=== Instructions to follow ===
For the data below, restate word for word only the lines from the line containing "point(200, 304)" through the line containing "Query: weathered bark", both ends included.

=== Available data ===
········
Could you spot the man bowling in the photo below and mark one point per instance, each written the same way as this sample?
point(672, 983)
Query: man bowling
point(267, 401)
········
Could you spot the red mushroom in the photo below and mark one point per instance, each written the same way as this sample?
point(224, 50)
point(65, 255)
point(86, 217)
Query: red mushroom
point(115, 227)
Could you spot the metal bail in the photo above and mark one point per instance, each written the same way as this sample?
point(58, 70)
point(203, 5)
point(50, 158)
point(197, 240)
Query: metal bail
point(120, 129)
········
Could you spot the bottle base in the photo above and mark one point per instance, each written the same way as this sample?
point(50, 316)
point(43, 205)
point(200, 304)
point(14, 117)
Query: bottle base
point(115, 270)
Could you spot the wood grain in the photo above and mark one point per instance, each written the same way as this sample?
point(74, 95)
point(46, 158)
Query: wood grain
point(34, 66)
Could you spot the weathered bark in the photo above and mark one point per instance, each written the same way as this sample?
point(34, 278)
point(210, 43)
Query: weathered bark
········
=== Answer to the problem ===
point(200, 304)
point(14, 117)
Query: bottle base
point(115, 270)
Could you spot the wood grain in the photo above and mark one point per instance, each written the same way as this sample?
point(74, 95)
point(46, 158)
Query: wood grain
point(34, 66)
Could you spot the weathered bark in the photo above and mark one point per instance, each written the same way as this sample?
point(34, 278)
point(210, 43)
Query: weathered bark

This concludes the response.